Ad Anima trilogy was ending the album and it was the real post-In The Woods treat. It brought back some shivers of old when Strange In Stereo and Pilgrimage albums were still fresh. Miller Song was a more straightforward piece, but a proper song and distinct voice of Jan over the Rhodes piano was enough to bring some smiles over. Bleed On Me was a nice rocker single, while The Girl And The Road reminded of Naervaer lucidity with added fuzz on top of some hollow-body guitars. Decent Man On A Desperate Moon was more than just a good listen and a clear sign that Transit still had some interesting stuff in him to share with the world.
13. Stille Opprör - S.o2 (Karmakosmetix)
Another In The Woods member, guitarist Chris Andre Cederberg, who played on Strange In Stereo and the better part of Pilgrimage (Empty Room, Epitaph, Karmakosmik) finally released a solo album of his own.
The absolute highlight of this album was the self-titled S.O2 which was rerecorded again for this full length. The first version appeared on a Karmakosmetix promo sampler that came as a bonus disc with In The Woods' farewell double live album five years before this one. The promo sampler had sixteen artists / songs and the best one was Stille Oppror's track, divided into two pieces, and now put together as one single ten minute track. The guest appearance of Jan Transit on vocals added the needed atmosphere of In The Woods and this was one real post-In The Woods track that could fully bring back the vibe of the beloved band. The second part of the song reminded of Green Carnation's Light Of Day, Day Of Darkness with the acoustic guitar, saxophone and the female voice accompanying the band. S.O2 was certainly the biggest and nicest surprise of 2008.

**Data for review:**
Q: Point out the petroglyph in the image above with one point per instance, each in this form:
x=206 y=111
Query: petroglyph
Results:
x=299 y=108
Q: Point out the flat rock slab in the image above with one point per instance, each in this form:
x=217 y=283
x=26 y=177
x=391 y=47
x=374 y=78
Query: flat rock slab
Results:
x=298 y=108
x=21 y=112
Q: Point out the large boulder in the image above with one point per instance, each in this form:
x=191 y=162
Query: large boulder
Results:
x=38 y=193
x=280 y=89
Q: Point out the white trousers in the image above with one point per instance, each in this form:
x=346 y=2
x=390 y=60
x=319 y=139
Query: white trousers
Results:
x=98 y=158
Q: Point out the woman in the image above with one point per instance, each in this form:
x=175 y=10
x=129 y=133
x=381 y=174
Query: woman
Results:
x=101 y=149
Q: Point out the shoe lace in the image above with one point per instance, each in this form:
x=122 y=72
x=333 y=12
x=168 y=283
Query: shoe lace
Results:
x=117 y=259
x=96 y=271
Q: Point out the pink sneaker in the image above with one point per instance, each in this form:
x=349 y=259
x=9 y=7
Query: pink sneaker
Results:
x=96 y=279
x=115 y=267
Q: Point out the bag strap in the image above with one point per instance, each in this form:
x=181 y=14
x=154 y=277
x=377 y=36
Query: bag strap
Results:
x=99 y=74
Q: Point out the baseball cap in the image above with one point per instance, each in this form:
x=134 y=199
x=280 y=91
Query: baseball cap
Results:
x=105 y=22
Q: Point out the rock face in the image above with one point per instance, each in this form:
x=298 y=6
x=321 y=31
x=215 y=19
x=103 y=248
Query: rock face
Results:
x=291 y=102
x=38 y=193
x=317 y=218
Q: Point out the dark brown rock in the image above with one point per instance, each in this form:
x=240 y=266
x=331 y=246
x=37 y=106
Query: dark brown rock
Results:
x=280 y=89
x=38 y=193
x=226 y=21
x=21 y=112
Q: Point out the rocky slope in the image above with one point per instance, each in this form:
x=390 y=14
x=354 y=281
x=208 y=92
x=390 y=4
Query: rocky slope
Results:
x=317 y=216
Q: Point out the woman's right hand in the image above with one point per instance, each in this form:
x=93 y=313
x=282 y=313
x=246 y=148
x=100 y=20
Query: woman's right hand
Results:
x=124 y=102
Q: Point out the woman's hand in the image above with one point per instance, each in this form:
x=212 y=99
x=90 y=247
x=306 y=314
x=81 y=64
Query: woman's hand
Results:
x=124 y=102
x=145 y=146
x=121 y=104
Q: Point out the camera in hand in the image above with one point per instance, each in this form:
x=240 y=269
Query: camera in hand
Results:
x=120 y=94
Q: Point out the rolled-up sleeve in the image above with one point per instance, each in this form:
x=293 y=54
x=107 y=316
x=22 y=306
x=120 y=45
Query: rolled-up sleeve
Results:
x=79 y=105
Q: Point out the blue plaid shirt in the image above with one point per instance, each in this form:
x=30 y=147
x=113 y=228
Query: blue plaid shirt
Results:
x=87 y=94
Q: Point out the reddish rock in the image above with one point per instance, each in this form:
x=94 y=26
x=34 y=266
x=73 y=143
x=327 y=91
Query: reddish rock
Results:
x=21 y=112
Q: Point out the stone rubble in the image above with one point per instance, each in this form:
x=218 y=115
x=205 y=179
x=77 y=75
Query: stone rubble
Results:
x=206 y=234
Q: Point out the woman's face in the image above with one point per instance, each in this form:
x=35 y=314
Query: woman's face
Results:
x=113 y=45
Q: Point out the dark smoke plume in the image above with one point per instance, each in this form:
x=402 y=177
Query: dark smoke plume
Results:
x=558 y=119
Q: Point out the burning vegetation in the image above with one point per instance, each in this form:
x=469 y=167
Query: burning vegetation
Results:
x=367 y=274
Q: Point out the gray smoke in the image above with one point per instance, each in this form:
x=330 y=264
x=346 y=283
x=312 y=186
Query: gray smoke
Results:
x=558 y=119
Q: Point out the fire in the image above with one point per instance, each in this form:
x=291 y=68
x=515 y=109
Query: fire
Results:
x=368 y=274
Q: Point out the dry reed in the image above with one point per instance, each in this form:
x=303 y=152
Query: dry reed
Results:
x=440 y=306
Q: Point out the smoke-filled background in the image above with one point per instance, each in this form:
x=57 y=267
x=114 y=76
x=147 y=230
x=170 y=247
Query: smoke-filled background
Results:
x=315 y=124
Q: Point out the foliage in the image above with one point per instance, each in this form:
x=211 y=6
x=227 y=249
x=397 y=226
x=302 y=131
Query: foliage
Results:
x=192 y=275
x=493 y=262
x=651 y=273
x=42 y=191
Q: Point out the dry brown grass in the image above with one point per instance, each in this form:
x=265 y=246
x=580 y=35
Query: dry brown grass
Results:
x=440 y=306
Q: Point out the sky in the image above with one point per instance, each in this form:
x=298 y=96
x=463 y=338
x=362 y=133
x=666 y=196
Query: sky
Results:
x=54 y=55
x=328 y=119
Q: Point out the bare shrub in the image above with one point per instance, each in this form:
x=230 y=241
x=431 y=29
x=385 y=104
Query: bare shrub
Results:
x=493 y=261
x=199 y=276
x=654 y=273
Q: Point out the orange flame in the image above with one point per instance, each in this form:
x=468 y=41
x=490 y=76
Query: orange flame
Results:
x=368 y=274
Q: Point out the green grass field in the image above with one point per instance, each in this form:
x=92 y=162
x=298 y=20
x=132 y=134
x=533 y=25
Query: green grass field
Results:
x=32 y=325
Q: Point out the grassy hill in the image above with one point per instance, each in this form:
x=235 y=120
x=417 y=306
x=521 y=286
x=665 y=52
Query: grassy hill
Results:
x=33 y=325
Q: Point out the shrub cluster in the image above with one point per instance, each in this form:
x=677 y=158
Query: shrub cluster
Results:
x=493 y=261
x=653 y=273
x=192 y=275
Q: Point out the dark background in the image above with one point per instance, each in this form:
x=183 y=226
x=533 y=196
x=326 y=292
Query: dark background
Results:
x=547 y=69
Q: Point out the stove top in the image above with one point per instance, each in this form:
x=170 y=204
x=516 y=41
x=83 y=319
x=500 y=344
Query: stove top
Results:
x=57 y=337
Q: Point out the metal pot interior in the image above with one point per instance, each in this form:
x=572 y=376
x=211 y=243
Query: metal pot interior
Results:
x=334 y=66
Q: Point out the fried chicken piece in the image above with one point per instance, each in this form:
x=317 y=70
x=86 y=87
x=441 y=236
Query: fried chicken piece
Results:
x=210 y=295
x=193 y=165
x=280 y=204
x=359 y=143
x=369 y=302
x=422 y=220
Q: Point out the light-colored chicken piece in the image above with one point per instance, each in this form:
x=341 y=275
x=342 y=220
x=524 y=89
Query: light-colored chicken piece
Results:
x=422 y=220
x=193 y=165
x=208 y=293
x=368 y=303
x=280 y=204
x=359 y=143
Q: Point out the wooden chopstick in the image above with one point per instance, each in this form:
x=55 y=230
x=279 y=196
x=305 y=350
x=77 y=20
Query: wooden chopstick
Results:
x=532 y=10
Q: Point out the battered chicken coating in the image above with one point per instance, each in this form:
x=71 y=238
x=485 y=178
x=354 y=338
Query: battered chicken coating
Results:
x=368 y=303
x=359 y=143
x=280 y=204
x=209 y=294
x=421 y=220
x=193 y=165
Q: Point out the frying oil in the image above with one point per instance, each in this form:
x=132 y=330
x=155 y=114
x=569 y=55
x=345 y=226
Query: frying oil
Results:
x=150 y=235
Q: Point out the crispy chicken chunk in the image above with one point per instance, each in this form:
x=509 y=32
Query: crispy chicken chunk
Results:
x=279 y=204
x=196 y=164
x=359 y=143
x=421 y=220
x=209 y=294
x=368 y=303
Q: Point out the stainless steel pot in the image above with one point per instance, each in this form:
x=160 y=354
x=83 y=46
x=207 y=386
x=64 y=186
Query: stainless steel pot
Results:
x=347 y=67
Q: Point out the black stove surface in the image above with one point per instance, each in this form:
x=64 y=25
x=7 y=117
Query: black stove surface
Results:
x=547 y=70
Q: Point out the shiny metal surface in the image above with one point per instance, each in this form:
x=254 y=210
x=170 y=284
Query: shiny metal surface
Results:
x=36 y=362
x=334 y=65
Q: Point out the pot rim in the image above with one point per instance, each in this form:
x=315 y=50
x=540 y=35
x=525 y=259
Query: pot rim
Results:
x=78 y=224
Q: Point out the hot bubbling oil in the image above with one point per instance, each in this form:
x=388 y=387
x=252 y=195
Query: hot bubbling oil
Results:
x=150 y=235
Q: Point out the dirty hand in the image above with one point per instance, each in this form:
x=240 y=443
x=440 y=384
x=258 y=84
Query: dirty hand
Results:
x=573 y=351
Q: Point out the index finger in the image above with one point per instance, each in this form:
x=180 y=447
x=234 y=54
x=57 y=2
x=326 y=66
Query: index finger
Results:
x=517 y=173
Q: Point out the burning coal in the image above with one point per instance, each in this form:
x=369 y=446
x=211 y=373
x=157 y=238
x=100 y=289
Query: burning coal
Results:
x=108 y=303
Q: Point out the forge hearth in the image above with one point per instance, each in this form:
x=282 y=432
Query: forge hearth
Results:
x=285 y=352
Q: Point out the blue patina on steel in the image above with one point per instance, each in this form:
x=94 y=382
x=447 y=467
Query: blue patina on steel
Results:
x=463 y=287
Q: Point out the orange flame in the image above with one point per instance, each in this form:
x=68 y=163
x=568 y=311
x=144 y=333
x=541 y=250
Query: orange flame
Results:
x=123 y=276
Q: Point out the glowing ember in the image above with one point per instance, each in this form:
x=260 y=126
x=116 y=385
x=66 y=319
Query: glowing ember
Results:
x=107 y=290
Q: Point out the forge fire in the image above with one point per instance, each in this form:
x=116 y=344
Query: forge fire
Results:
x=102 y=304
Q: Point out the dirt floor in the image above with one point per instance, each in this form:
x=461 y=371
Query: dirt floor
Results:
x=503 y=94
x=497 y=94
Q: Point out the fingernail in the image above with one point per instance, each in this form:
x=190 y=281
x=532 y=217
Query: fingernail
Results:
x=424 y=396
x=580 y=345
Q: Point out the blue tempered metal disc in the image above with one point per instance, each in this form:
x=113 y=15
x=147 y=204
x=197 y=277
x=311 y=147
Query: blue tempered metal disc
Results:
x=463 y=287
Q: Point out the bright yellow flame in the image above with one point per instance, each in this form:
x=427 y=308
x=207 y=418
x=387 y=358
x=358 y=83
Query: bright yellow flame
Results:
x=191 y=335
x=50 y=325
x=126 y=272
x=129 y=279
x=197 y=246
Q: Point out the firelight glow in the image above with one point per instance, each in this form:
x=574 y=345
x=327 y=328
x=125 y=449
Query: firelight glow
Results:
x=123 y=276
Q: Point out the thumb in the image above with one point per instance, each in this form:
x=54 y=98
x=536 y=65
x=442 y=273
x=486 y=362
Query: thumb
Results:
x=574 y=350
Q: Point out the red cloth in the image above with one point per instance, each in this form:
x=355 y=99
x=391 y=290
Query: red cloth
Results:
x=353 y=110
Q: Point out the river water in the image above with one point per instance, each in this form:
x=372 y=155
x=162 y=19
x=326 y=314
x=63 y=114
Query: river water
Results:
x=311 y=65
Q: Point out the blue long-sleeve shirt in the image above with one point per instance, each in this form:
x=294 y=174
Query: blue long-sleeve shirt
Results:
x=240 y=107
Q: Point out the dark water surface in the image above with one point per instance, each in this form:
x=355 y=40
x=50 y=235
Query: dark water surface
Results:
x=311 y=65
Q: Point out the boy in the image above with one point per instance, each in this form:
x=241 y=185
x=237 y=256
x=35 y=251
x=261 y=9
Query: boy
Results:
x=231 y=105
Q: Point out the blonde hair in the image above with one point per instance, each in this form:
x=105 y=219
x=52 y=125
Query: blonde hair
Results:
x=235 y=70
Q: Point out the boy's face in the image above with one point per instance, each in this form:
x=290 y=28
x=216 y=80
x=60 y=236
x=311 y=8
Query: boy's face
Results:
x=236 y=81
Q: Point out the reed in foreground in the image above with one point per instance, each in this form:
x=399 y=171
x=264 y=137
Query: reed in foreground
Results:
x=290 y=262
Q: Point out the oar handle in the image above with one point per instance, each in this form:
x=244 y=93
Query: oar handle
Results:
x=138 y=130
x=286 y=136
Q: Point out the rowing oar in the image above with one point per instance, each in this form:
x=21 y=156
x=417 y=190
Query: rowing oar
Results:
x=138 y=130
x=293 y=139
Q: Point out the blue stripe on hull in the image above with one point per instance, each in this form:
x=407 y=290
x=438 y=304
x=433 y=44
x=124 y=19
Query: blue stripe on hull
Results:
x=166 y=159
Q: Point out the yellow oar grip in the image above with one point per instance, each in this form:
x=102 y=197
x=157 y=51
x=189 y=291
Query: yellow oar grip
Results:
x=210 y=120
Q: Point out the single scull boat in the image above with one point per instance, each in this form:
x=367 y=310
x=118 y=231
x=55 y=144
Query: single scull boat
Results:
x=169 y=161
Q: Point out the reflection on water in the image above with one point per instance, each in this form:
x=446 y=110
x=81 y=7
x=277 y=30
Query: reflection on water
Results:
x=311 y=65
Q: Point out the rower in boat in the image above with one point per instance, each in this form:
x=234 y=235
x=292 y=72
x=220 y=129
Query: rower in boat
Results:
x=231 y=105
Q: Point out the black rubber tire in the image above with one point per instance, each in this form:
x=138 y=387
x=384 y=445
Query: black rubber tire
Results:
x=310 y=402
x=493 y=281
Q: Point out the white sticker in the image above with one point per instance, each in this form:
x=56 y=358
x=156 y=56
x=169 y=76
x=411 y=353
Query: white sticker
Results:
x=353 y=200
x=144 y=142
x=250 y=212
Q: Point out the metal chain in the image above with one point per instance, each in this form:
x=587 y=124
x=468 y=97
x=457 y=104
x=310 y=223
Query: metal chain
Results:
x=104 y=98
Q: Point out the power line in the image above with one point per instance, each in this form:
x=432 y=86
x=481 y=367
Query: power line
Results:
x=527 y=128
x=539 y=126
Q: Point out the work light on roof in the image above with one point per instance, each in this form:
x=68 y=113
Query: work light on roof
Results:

**What the exercise asks:** Repeat the passage from the album reviews above, between "The absolute highlight" and "surprise of 2008.", inclusive.

**Task response:**
The absolute highlight of this album was the self-titled S.O2 which was rerecorded again for this full length. The first version appeared on a Karmakosmetix promo sampler that came as a bonus disc with In The Woods' farewell double live album five years before this one. The promo sampler had sixteen artists / songs and the best one was Stille Oppror's track, divided into two pieces, and now put together as one single ten minute track. The guest appearance of Jan Transit on vocals added the needed atmosphere of In The Woods and this was one real post-In The Woods track that could fully bring back the vibe of the beloved band. The second part of the song reminded of Green Carnation's Light Of Day, Day Of Darkness with the acoustic guitar, saxophone and the female voice accompanying the band. S.O2 was certainly the biggest and nicest surprise of 2008.